# Exercise 1
Return the text of the ext4 patch note between "Signed-off-by: Jan Kara" and "insertions(+), 42 deletions(-)", inclusive, copied word for word.
# Exercise 2
Translate this sentence from the ext4 patch note into Spanish: "Filesystem corruption will shortly follow."

Currently, page faults and hole punching are completely unsynchronized.
This can result in page fault faulting in a page into a range that we
are punching after truncate_pagecache_range() has been called and thus
we can end up with a page mapped to disk blocks that will be shortly
freed. Filesystem corruption will shortly follow. Note that the same
race is avoided for truncate by checking page fault offset against
i_size but there isn't similar mechanism available for punching holes.

Fix the problem by creating new rw semaphore i_mmap_sem in inode and
grab it for writing over truncate, hole punching, and other functions
removing blocks from extent tree and for read over page faults. We
cannot easily use i_data_sem for this since that ranks below transaction
start and we need something ranking above it so that it can be held over
the whole truncate / hole punching operation. Also remove various
workarounds we had in the code to reduce race window when page fault
could have created pages with stale mapping information.

Signed-off-by: Jan Kara <[email protected]>
---
fs/ext4/ext4.h | 10 +++++++++
fs/ext4/extents.c | 54 ++++++++++++++++++++++++--------------------
fs/ext4/file.c | 66 ++++++++++++++++++++++++++++++++++++++++++++++--------
fs/ext4/inode.c | 36 +++++++++++++++++++++--------
fs/ext4/super.c | 1 +
fs/ext4/truncate.h | 2 ++
6 files changed, 127 insertions(+), 42 deletions(-)

# Record excerpts

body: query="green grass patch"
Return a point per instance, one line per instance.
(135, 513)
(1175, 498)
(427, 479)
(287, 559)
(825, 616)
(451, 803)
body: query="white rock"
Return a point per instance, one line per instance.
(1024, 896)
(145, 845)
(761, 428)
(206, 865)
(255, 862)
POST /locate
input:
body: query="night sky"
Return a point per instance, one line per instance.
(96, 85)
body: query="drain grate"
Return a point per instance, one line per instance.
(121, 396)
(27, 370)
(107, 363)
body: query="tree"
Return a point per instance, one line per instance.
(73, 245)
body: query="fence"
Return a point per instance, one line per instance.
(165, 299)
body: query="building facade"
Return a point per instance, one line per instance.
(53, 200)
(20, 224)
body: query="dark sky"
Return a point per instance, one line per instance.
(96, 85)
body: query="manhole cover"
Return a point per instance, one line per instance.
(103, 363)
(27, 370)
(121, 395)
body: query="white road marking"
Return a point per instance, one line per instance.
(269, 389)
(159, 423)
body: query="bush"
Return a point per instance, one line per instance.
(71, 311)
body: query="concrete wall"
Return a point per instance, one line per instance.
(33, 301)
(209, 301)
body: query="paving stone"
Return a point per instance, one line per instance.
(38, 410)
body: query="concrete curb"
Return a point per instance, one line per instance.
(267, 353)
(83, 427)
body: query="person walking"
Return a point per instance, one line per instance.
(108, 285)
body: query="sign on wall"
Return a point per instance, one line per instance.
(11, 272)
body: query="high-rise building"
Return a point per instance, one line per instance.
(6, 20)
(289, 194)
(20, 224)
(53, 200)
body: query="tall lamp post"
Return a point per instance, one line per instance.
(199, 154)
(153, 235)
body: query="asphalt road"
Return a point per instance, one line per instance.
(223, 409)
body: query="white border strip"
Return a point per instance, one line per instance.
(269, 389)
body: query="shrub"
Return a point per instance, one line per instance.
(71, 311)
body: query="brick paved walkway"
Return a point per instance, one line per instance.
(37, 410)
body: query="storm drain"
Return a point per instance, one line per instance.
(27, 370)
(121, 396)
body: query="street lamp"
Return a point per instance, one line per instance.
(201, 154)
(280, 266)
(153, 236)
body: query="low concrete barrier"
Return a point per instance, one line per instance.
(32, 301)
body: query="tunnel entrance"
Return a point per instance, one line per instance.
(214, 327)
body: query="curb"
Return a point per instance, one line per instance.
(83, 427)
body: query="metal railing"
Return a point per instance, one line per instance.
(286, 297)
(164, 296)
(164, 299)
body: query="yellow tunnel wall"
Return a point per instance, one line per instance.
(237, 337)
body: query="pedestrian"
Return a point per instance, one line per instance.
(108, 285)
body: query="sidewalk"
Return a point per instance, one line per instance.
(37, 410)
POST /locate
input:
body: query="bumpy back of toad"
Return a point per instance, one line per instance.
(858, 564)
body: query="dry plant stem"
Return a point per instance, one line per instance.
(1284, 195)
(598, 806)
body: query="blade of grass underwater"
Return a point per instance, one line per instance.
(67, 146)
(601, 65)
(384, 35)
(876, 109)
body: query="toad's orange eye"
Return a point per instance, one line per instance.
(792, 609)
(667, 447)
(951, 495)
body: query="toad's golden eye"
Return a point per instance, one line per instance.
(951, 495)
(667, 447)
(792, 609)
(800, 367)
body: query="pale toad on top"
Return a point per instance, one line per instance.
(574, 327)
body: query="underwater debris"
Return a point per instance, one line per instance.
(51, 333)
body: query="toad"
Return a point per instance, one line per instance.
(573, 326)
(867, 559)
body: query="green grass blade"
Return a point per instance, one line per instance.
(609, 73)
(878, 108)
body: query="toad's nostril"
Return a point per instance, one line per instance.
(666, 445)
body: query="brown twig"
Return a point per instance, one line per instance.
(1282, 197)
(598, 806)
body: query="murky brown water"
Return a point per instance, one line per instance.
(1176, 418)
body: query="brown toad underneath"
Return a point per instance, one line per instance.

# Worked answer 1
Signed-off-by: Jan Kara <[email protected]>
---
fs/ext4/ext4.h | 10 +++++++++
fs/ext4/extents.c | 54 ++++++++++++++++++++++++--------------------
fs/ext4/file.c | 66 ++++++++++++++++++++++++++++++++++++++++++++++--------
fs/ext4/inode.c | 36 +++++++++++++++++++++--------
fs/ext4/super.c | 1 +
fs/ext4/truncate.h | 2 ++
6 files changed, 127 insertions(+), 42 deletions(-)

# Worked answer 2
Pronto se producirá la corrupción del sistema de archivos.